Study examines whether Paterson’s Guaranteed Income program was a short-term fix

PATERSON — The mayor’s experiment with giving 110 city residents $400 per month for a year produced “mixed results,” according to a study conducted by the University of Pennsylvania.

The extra money from the Guaranteed Income, or GI, program — which came in the form of gift cards with no spending restrictions — improved the low-income recipients’ lives, the study said.

“The GI seemed to ease the dual burden of making ends meet and providing [child] care, allowing recipients to better balance their time,” said the report.

But the Penn researchers also noted that the benefits seemed short-term. “While encouraging, these positive trends felt unsustainable given the significant pressures people in Paterson faced,” the study said.

Paterson Mayor Andre Sayegh gives his 2023 Paterson State of the City Address at the historic Hinchliffe Stadium on Thursday Sept. 28, 2023.
Paterson Mayor Andre Sayegh gives his 2023 Paterson State of the City Address at the historic Hinchliffe Stadium on Thursday Sept. 28, 2023.

That report came out recently, as Mayor Andre Sayegh was in the process of launching the second wave of Guaranteed Income, using about $1.4 million in Paterson’s federal COVID-relief funding to expand the program to provide the $400 per month in financial assistance to 200 families for the upcoming year.

How does the program work?

About 6,000 Paterson residents applied for the second phase, with 5,800 of them losing out in the lottery used to pick recipients.

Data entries
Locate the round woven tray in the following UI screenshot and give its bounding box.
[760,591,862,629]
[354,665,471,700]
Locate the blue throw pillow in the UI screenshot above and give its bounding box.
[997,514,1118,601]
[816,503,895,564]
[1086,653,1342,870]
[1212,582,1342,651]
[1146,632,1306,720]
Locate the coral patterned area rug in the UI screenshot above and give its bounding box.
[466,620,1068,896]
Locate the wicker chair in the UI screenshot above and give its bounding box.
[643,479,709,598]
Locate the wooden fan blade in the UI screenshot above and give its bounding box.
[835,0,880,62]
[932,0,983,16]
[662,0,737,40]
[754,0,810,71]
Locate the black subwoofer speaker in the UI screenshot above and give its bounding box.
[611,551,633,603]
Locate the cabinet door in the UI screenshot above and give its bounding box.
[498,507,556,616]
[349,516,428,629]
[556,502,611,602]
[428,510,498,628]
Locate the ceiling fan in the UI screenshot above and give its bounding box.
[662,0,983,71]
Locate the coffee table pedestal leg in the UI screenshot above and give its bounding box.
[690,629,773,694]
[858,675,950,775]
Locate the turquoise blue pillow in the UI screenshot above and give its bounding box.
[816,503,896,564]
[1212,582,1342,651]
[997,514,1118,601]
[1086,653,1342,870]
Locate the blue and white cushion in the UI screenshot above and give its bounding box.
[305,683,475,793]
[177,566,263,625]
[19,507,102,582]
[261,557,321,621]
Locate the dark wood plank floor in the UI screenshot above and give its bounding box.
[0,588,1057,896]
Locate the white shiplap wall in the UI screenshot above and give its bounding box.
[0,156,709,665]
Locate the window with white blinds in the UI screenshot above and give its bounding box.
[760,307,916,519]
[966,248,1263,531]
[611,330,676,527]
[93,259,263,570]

- _Exercise tasks_:
1 > What are all the counts of people or families given in the article on Paterson's Guaranteed Income program?
2 > Reproduce the part of the Guaranteed Income article that opens with the words containing "That report came" and closes with "the program work?".

- _Outputs for the tasks_:
1 >
- 110 city residents
- 200 families
- About 6,000 Paterson residents
- 5,800

2 >
That report came out recently, as Mayor Andre Sayegh was in the process of launching the second wave of Guaranteed Income, using about $1.4 million in Paterson’s federal COVID-relief funding to expand the program to provide the $400 per month in financial assistance to 200 families for the upcoming year.

How does the program work?